───── Fragmento citado
Oscar Tenreiro
La contemplación pausada y reflexiva de la naturaleza hace más intensa la conciencia de nuestra pequeñez, de nuestra dependencia de lo más alto, nos revela nuestras debilidades frente a lo inmenso, lo misterioso; induce en cada quien la suspensión de las certidumbres y nos redescubre como compensación la alegría de vivir. Por eso muchos seres humanos a lo largo de los siglos han abierto sus sentidos hacia el mundo natural buscando como recompensa una expansión espiritual, un ensanchamiento de la mirada.
Desde la más remota antigüedad se ha visto el encuentro introspectivo con la naturaleza como requisito para comprender mejor el misterio de vivir. Todas las religiones, en su grado más alto de ascesis, proponen como instrumento para atisbar la trascendencia el encuentro entre el hombre y la naturaleza. La vivencia del desierto, del bosque (la selva), las montañas y el cielo que desde ellas se nos ofrece, del mar, de los grandes ríos sagrados, es siempre vista desde la perspectiva religiosa como un momento espiritual que acompaña a la contemplación.
──────────
▶ **Tareas**:
1) Copia del fragmento sobre la contemplación de la naturaleza la parte que comienza con las palabras que contienen "Desde la más" y termina con "a la contemplación.".
2) Traduce al inglés esta oración del fragmento sobre la contemplación de la naturaleza: "Desde la más remota antigüedad se ha visto el encuentro introspectivo con la naturaleza como requisito para comprender mejor el misterio de vivir."
───── Contenido del conjunto
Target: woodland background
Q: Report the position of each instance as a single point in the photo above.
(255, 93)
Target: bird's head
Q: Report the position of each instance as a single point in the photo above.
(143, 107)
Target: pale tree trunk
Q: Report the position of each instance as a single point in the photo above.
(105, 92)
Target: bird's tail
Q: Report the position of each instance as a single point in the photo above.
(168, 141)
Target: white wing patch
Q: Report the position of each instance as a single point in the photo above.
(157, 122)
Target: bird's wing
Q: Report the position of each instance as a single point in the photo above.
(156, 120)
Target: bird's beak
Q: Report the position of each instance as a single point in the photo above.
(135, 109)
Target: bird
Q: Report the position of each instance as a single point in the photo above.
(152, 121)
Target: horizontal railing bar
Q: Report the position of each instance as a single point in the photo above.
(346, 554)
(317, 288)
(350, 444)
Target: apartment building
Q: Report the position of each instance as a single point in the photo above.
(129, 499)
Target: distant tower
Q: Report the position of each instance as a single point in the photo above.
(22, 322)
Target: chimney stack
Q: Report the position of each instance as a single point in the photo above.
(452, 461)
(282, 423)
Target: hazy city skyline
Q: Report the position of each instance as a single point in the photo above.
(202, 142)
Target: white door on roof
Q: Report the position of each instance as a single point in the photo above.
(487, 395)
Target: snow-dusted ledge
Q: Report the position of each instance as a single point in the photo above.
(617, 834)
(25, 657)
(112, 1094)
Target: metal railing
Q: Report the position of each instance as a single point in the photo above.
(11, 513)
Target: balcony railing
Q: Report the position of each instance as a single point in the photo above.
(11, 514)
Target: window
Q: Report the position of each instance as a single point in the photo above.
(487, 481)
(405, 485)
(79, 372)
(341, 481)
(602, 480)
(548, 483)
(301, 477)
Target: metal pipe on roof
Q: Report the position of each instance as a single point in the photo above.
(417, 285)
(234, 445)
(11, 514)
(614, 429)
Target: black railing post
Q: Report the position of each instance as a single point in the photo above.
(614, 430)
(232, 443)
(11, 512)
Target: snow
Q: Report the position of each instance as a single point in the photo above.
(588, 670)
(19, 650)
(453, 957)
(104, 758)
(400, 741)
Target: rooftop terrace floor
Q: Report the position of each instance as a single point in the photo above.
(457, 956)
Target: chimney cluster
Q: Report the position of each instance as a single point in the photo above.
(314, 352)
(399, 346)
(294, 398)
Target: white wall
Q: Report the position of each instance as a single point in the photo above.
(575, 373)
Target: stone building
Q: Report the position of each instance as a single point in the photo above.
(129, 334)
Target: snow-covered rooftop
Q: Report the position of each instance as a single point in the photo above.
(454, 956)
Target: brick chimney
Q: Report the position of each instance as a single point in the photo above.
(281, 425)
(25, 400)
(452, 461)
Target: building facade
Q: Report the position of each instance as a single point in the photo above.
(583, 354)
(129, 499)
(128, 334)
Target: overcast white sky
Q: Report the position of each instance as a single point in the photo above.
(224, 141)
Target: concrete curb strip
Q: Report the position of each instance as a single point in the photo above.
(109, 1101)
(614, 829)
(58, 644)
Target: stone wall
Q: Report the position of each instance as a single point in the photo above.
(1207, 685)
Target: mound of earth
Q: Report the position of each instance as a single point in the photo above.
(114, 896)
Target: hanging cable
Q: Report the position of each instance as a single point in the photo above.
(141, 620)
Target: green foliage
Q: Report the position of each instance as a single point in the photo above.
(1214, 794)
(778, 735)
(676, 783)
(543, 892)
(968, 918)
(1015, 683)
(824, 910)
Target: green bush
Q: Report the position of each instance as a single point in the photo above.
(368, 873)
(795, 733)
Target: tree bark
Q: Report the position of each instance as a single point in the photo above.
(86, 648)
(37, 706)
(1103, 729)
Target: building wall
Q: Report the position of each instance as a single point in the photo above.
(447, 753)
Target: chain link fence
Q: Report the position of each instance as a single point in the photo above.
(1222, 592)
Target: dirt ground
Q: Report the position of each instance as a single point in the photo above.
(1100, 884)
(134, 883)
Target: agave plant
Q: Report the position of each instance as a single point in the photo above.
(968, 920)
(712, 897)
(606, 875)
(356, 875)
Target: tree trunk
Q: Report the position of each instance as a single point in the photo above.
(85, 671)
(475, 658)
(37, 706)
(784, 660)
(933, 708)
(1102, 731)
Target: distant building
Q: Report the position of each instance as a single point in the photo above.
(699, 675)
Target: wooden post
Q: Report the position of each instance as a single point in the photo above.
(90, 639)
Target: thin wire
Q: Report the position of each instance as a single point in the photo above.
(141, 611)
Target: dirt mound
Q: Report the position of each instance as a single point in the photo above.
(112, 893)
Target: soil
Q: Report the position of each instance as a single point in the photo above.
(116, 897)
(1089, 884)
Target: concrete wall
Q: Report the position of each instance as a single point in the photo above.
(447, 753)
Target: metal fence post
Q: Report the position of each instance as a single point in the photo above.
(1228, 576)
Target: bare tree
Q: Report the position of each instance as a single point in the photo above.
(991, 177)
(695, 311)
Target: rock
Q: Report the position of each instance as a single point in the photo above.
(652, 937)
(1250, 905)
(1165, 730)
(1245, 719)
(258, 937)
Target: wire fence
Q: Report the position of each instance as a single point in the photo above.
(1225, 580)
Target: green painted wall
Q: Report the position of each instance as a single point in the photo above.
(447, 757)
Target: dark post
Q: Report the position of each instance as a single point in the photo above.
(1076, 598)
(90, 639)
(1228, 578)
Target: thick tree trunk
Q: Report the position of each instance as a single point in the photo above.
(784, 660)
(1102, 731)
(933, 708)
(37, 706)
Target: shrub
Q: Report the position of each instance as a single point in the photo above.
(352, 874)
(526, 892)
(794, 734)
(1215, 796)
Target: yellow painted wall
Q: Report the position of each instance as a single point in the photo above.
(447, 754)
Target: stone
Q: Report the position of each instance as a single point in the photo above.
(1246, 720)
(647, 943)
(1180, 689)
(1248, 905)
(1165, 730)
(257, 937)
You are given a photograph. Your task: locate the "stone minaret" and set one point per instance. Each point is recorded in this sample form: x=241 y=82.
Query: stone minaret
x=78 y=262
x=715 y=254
──────────
▶ **Respuestas por tarea**:
1)
Desde la más remota antigüedad se ha visto el encuentro introspectivo con la naturaleza como requisito para comprender mejor el misterio de vivir. Todas las religiones, en su grado más alto de ascesis, proponen como instrumento para atisbar la trascendencia el encuentro entre el hombre y la naturaleza. La vivencia del desierto, del bosque (la selva), las montañas y el cielo que desde ellas se nos ofrece, del mar, de los grandes ríos sagrados, es siempre vista desde la perspectiva religiosa como un momento espiritual que acompaña a la contemplación.

2) Since the most remote antiquity, the introspective encounter with nature has been seen as a requirement for better understanding the mystery of living.